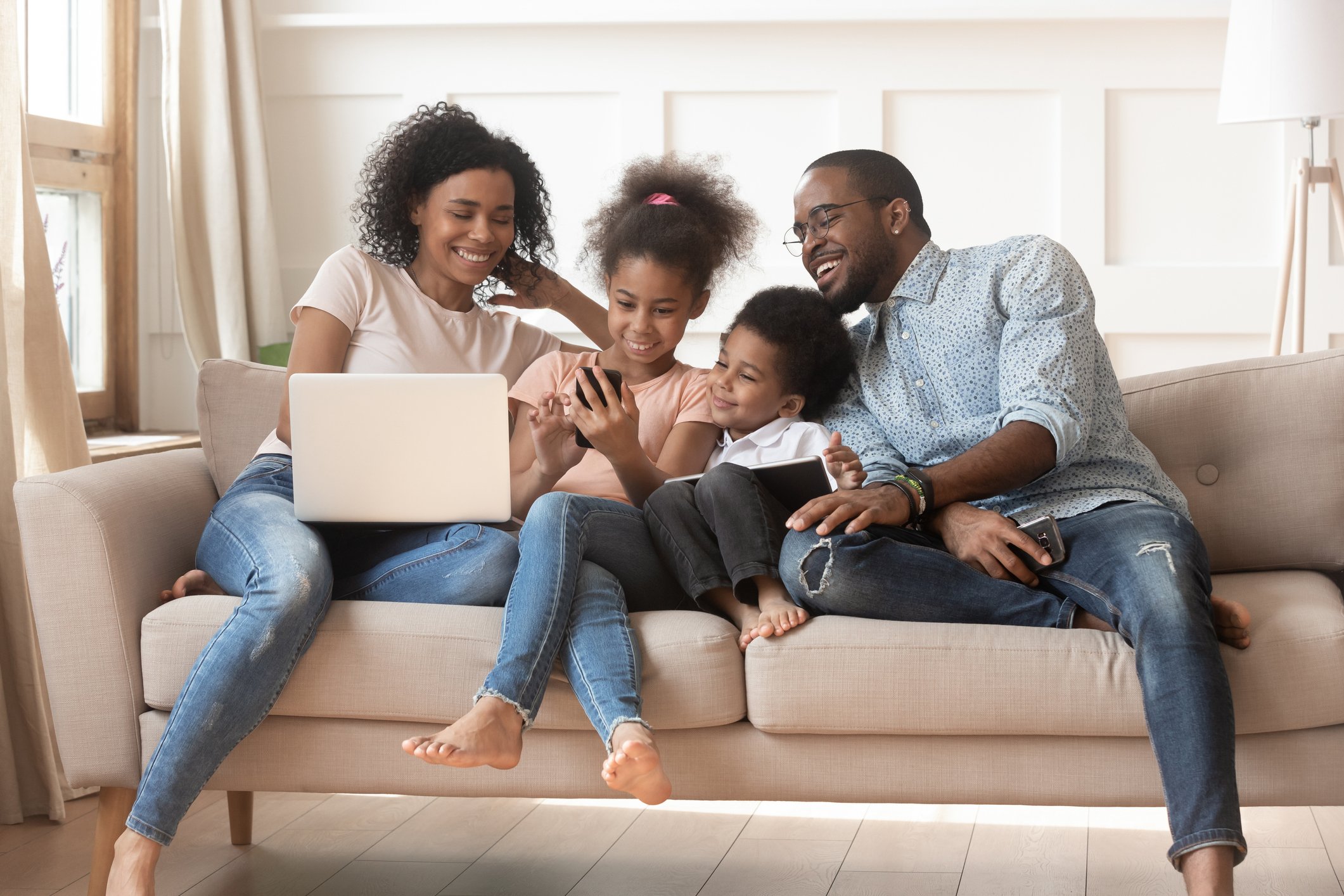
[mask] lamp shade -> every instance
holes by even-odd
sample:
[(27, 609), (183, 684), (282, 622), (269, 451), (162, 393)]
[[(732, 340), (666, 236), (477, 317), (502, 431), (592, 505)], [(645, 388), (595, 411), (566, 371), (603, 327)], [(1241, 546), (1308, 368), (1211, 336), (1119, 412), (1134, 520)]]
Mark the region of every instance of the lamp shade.
[(1344, 116), (1344, 0), (1232, 0), (1219, 124)]

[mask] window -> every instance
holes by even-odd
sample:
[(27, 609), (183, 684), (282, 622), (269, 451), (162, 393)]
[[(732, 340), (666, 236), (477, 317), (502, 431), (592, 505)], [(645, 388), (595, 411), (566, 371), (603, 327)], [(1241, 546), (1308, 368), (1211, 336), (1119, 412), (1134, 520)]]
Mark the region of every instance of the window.
[(138, 0), (17, 0), (28, 150), (75, 387), (94, 429), (137, 429)]

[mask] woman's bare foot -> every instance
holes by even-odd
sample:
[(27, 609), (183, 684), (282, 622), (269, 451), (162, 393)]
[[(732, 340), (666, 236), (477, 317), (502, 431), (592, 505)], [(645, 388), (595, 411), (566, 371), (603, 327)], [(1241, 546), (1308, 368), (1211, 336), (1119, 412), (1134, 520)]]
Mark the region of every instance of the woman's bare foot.
[(672, 795), (672, 782), (663, 771), (663, 758), (653, 732), (637, 721), (626, 721), (612, 732), (614, 750), (602, 763), (602, 780), (641, 803), (657, 806)]
[(499, 697), (481, 697), (448, 728), (407, 737), (402, 750), (435, 766), (512, 768), (523, 756), (523, 716)]
[(1210, 600), (1214, 604), (1214, 630), (1218, 633), (1218, 639), (1238, 650), (1251, 646), (1251, 611), (1216, 594), (1211, 595)]
[(117, 837), (112, 850), (108, 896), (153, 896), (155, 865), (163, 846), (128, 829)]
[(758, 575), (755, 583), (761, 600), (761, 617), (754, 629), (755, 637), (781, 635), (812, 618), (812, 614), (793, 602), (789, 592), (784, 590), (784, 583), (778, 579)]
[(220, 588), (204, 570), (192, 570), (184, 576), (180, 576), (172, 583), (172, 587), (167, 591), (159, 592), (160, 600), (172, 600), (173, 598), (185, 598), (188, 594), (223, 594), (224, 590)]

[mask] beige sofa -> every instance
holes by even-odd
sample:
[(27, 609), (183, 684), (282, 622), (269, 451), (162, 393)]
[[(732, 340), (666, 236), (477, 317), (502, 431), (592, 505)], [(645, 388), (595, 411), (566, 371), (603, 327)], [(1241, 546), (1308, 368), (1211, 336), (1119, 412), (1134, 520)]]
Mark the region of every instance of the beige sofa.
[[(208, 361), (203, 450), (15, 488), (66, 772), (77, 787), (105, 787), (99, 856), (192, 661), (237, 604), (160, 606), (159, 590), (192, 566), (211, 505), (276, 419), (282, 383), (277, 368)], [(1124, 388), (1134, 431), (1189, 497), (1215, 588), (1254, 614), (1254, 646), (1224, 649), (1243, 801), (1344, 803), (1344, 351)], [(333, 604), (270, 717), (208, 785), (235, 791), (235, 838), (247, 838), (254, 790), (610, 795), (602, 746), (559, 677), (516, 770), (402, 754), (403, 737), (470, 705), (500, 618)], [(743, 657), (730, 625), (708, 614), (636, 614), (634, 627), (676, 797), (1163, 801), (1133, 653), (1114, 634), (827, 617)]]

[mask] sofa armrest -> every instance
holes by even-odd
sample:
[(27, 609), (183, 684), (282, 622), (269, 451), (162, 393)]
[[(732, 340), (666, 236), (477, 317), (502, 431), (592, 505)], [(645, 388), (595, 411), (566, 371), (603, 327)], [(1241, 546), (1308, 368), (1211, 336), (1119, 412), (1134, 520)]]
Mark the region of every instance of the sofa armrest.
[(216, 500), (200, 449), (16, 482), (28, 592), (70, 783), (136, 787), (140, 619), (192, 567)]

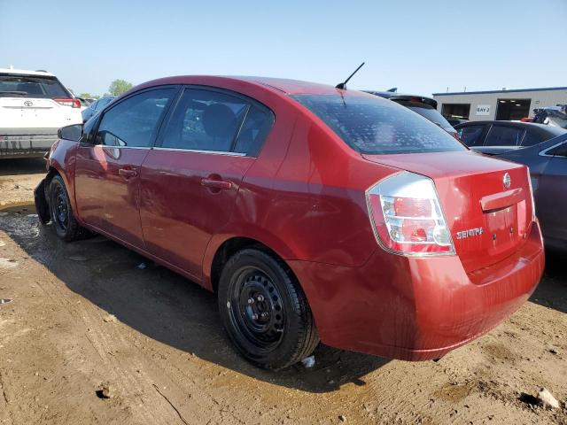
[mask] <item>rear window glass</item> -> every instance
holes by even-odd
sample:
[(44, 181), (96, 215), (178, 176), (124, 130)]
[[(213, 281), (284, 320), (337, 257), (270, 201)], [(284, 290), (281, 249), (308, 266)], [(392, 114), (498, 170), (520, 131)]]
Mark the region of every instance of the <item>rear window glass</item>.
[(485, 146), (517, 146), (524, 136), (524, 128), (493, 126), (485, 140)]
[[(394, 101), (396, 102), (396, 101)], [(416, 102), (397, 102), (398, 104), (411, 109), (414, 112), (419, 113), (422, 117), (425, 117), (430, 121), (437, 124), (442, 128), (451, 128), (449, 124), (443, 115), (432, 106), (425, 104), (418, 104)]]
[(72, 97), (55, 77), (0, 74), (0, 96), (9, 97)]
[(361, 153), (466, 151), (447, 131), (407, 108), (377, 97), (292, 97)]

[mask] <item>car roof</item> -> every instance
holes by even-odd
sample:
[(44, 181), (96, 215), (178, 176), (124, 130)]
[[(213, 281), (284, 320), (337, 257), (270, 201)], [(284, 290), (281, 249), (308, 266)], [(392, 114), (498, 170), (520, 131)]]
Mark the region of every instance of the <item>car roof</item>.
[(20, 75), (37, 75), (43, 77), (54, 77), (55, 75), (47, 71), (29, 71), (27, 69), (12, 69), (12, 68), (0, 68), (0, 73), (16, 73)]
[(320, 84), (317, 82), (302, 81), (299, 80), (291, 80), (285, 78), (270, 78), (270, 77), (257, 77), (257, 76), (224, 76), (224, 75), (176, 75), (171, 77), (160, 78), (159, 80), (153, 80), (143, 83), (141, 86), (135, 88), (136, 89), (144, 87), (151, 87), (155, 85), (164, 84), (203, 84), (213, 85), (221, 83), (247, 83), (254, 86), (261, 87), (263, 89), (268, 89), (272, 91), (276, 91), (280, 94), (285, 95), (299, 95), (299, 94), (313, 94), (313, 95), (336, 95), (338, 92), (342, 94), (347, 94), (350, 92), (355, 92), (361, 94), (357, 90), (339, 90), (334, 86), (328, 84)]
[(538, 124), (535, 122), (522, 122), (522, 121), (505, 121), (505, 120), (480, 120), (480, 121), (468, 121), (454, 126), (455, 129), (462, 128), (465, 127), (470, 127), (475, 125), (485, 126), (486, 124), (498, 124), (505, 127), (515, 127), (517, 128), (531, 128), (540, 134), (551, 135), (553, 137), (561, 135), (567, 133), (567, 130), (560, 127), (548, 126), (546, 124)]

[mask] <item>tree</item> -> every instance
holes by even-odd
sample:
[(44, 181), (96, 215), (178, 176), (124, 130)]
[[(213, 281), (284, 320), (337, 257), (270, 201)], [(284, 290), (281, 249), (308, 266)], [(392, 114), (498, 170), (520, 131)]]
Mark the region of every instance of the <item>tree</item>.
[(119, 96), (125, 91), (129, 90), (132, 87), (132, 83), (128, 82), (126, 80), (114, 80), (110, 83), (108, 91), (110, 91), (110, 94), (113, 96)]

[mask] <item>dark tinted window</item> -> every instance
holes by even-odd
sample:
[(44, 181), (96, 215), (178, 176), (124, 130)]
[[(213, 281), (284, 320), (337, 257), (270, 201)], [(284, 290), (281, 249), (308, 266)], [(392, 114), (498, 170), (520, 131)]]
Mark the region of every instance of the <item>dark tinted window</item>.
[(485, 139), (485, 146), (517, 146), (523, 135), (524, 128), (493, 126)]
[(567, 157), (567, 142), (550, 149), (547, 152), (548, 155), (553, 155), (555, 157)]
[(108, 146), (148, 147), (175, 89), (132, 96), (108, 110), (97, 133), (97, 143)]
[(522, 141), (522, 146), (533, 146), (534, 144), (538, 144), (543, 141), (544, 139), (542, 139), (535, 131), (527, 129), (525, 130), (525, 135)]
[(81, 142), (83, 143), (92, 143), (94, 141), (94, 129), (97, 127), (97, 122), (98, 120), (89, 120), (85, 122), (84, 127), (82, 128), (82, 137), (81, 137)]
[(482, 144), (482, 134), (485, 131), (485, 126), (467, 126), (462, 127), (457, 130), (459, 137), (467, 146), (478, 146)]
[(252, 105), (238, 134), (234, 151), (257, 155), (273, 123), (274, 114), (271, 111)]
[(95, 105), (94, 105), (94, 109), (95, 111), (98, 111), (100, 109), (103, 109), (105, 106), (106, 106), (108, 104), (110, 104), (110, 101), (113, 100), (113, 97), (102, 97), (100, 99), (98, 99)]
[(188, 89), (175, 107), (161, 146), (229, 152), (250, 106), (240, 97)]
[(355, 151), (412, 153), (466, 150), (449, 134), (408, 109), (377, 97), (296, 95)]
[(0, 97), (71, 97), (71, 94), (55, 77), (0, 74)]
[[(397, 102), (397, 101), (396, 101)], [(432, 106), (425, 104), (418, 104), (417, 102), (397, 102), (403, 104), (407, 108), (411, 109), (414, 112), (419, 113), (422, 117), (425, 117), (430, 121), (437, 124), (442, 128), (451, 128), (451, 124), (445, 119), (439, 112)]]

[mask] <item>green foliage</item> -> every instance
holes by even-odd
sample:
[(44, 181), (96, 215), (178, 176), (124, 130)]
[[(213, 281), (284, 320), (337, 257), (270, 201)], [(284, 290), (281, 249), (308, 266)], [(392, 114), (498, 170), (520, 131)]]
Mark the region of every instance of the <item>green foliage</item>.
[(108, 91), (113, 96), (120, 96), (127, 90), (132, 89), (132, 83), (126, 80), (114, 80), (111, 82)]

☆ ☆ ☆

- **STATED TASK**
Copy the stretch from the start of the entries through the line containing "429), (137, 429)]", with "lamp shade" changed to "lampshade" and everything else left as it is. Leave the pictures out of your copy.

- **TASK RESPONSE**
[mask] lampshade -> every instance
holes by even-odd
sample:
[(27, 609), (183, 684), (282, 622), (269, 451), (162, 393)]
[[(732, 340), (666, 236), (477, 317), (502, 431), (592, 505)], [(645, 388), (595, 411), (566, 371), (603, 327)], [(1241, 546), (1308, 368), (1211, 336), (1119, 412), (1134, 520)]]
Mark the region of every instance of the lampshade.
[(1344, 116), (1344, 0), (1232, 0), (1219, 124)]

[mask] window -> every instance
holes by even-odd
sample:
[(27, 609), (183, 684), (282, 622), (269, 451), (162, 393)]
[[(732, 340), (666, 236), (477, 317), (502, 431), (592, 505)], [(645, 388), (595, 411), (566, 371), (603, 327)], [(1241, 546), (1308, 368), (1211, 336), (1119, 412), (1134, 520)]]
Mark the region of every instance of the window.
[(138, 0), (17, 0), (28, 150), (75, 387), (94, 429), (137, 429)]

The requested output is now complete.